[YOUR INSTRUCTIONS] Please change "annotate" to "tag" in the rows from the line with "TARGET: scaly flipper skin" through the end of the rows, keeping everything else the same. Return only those lines.
*** DATA PROVIDED
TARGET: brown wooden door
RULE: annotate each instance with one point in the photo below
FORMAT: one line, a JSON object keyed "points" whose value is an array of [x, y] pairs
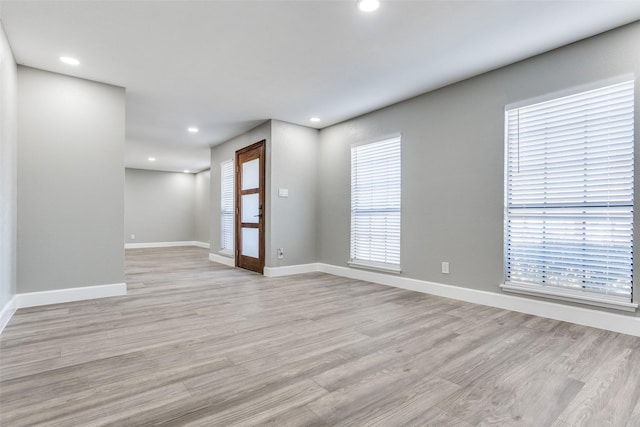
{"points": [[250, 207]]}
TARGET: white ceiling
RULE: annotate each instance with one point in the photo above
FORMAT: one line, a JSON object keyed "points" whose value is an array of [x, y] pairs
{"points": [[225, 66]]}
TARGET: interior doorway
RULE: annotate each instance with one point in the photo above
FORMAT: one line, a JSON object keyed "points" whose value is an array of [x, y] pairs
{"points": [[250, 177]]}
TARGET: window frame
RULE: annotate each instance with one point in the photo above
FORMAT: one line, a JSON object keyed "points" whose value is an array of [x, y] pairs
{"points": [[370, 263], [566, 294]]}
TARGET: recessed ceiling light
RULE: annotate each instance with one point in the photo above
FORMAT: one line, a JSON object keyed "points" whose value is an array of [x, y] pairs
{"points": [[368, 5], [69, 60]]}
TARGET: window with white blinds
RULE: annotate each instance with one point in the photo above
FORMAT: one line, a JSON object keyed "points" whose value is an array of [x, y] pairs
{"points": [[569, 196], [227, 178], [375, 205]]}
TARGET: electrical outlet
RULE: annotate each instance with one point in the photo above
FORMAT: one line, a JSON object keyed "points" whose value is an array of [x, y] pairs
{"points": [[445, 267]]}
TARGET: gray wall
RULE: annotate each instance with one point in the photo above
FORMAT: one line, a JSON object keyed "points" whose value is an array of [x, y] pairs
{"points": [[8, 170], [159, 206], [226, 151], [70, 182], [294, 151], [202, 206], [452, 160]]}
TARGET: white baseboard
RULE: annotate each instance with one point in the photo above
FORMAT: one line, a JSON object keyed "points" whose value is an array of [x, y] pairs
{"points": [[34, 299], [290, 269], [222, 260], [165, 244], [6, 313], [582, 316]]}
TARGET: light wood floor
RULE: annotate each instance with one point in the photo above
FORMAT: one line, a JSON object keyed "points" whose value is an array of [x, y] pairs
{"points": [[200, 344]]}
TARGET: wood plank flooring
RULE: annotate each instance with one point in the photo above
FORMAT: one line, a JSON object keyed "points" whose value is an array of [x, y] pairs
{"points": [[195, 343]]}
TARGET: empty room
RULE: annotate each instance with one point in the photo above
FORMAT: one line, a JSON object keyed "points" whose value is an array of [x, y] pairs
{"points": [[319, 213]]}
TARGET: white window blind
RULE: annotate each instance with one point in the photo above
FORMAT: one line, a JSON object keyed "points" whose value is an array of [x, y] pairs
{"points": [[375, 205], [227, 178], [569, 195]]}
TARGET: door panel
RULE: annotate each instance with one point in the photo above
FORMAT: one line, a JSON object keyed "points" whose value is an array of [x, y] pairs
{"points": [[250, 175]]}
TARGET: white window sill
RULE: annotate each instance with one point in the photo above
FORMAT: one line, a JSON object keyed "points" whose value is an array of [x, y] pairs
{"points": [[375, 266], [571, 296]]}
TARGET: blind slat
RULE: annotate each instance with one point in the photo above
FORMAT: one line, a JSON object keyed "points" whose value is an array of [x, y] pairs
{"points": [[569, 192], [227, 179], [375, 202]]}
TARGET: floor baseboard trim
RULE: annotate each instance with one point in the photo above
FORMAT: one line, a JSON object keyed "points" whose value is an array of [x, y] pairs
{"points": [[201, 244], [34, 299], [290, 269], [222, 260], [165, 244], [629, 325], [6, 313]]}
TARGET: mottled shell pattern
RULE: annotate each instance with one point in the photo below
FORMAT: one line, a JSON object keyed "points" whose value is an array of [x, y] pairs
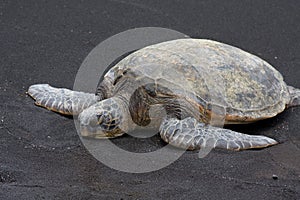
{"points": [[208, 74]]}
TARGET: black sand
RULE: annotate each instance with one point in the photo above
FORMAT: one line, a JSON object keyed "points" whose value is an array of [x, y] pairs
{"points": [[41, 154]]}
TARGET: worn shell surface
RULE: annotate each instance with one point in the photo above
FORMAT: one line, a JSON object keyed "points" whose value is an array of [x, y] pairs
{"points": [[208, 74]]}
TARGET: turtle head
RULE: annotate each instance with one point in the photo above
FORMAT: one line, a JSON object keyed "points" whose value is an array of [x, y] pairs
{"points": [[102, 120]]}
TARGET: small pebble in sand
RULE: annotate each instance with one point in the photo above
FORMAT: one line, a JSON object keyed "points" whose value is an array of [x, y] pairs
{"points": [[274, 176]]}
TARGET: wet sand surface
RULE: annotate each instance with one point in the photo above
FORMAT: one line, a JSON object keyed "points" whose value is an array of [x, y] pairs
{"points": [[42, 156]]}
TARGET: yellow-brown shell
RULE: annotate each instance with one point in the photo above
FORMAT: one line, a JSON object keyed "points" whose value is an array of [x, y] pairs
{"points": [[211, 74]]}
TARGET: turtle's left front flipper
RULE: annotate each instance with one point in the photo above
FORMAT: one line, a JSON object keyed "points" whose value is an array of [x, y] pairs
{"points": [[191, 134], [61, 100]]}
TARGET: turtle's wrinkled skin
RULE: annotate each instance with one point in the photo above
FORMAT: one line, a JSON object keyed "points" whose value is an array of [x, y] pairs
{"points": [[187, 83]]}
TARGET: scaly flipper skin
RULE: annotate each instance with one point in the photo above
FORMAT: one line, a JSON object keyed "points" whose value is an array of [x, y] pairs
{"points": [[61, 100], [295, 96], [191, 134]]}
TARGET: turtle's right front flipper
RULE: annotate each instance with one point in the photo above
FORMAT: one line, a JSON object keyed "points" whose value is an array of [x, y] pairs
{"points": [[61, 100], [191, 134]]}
******
[SOLUTION TO THE PROBLEM]
TARGET: scaly flipper skin
RULE: tag each instance with one point in the photo above
FORMAT: one line, a JSON object keyed "points" whose value is an array of [x, y] pairs
{"points": [[61, 100], [295, 96], [191, 134]]}
TARGET: turtle's right front flipper
RULE: tag each instance with one point in the photo above
FORMAT: one line, a JSON object keyed "points" whose value is an array of [x, y] pairs
{"points": [[61, 100], [191, 134]]}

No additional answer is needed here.